┏━━
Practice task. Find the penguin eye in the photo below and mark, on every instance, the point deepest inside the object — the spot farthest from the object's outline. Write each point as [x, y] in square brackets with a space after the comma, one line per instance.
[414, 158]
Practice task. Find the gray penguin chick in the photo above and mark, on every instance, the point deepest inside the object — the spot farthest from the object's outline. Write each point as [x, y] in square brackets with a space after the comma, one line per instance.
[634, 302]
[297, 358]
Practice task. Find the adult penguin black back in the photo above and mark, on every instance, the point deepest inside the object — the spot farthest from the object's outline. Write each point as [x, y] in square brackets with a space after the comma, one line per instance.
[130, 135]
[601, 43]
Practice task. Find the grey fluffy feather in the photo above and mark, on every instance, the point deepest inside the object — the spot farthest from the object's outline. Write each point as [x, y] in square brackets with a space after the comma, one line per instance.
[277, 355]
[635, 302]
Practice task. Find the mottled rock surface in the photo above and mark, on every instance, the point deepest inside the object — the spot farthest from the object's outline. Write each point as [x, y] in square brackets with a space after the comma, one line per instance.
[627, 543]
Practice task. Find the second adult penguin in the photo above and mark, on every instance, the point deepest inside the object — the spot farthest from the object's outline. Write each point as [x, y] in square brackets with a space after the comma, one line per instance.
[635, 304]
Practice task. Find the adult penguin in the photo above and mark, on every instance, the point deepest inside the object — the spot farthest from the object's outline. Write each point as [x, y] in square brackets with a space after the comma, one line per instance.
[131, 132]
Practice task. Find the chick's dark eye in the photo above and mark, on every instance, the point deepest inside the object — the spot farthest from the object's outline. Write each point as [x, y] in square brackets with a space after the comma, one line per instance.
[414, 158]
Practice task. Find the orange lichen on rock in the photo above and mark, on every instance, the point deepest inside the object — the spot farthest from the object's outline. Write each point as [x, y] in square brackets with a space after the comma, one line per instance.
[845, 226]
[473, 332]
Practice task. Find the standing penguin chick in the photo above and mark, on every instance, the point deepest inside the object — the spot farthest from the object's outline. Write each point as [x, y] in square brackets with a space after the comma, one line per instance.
┗━━
TASK INSTRUCTIONS: Using the data above, reproduce every line exactly.

RESULT FOR THIS TASK:
Practice task. Find the penguin eye in the photo below and mark, on every instance, the point deepest inside the object — the spot farthest from the object's outline. Write each point as [x, y] in square brackets with a space after the comma, one line per instance.
[414, 158]
Practice task. Find the gray penguin chick in the photo above and mark, on every instance, the point deepest inside the object — the spot farthest from the object's outline. Write each point as [x, y] in square brackets with a space after the comma, one line per instance.
[634, 302]
[297, 358]
Practice task. Find the adult penguin black back in the photo above and mark, on every instance, the point deepest inside the object — the spot farthest from the object's outline. Write each point as [x, y] in square brackets with a space after the comma, one line per instance.
[130, 135]
[601, 43]
Practice task. Find the grey fluffy feather in the photo above and mark, on every instance, the point deepest inside the object — the spot farthest from the object's outline. Write each point as [x, y] in square brackets with a space after the comma, one line per instance.
[277, 355]
[635, 302]
Practice task. Find the mottled rock surface in the photo above and mark, on every instance, the point deepest inside the object — the spot farthest from the object's outline. Write each point as [x, y] in square brackets with a space after the comma, one line per instance.
[627, 543]
Practice task. Find the second adult penguin in the photo above and mark, on every instance, the point deepest inside the object — the spot farthest from the object's outline. Write each point as [x, y] in square brackets with a space after the comma, one line per instance.
[635, 304]
Practice task. Find the adult penguin in the photo above and mark, on every instance, the point deepest inside the object — the spot farthest from the object's outline. Write each point as [x, y] in square brackets with a space after the comma, one line per instance.
[131, 132]
Practice task. Find the chick's dark eye in the photo above and mark, on every instance, the point deepest inside the object — the spot farthest from the object's outline. Write each point as [x, y] in square brackets with a space after the comma, one line per instance.
[414, 158]
Practice task. Find the orange lichen on rock in the photo above and mark, on every instance, the point deepest inside the object — the spot farthest from the object's outline. Write each point as [x, y] in square brackets with a space after the comma, one line per instance.
[845, 226]
[473, 332]
Practice task. Find the standing penguin chick in the photo above and mark, on every instance, the point deepest inside the object — the spot farthest from the object's outline. Write each point as [x, y] in square brackets with a space after the comma, one line per instance.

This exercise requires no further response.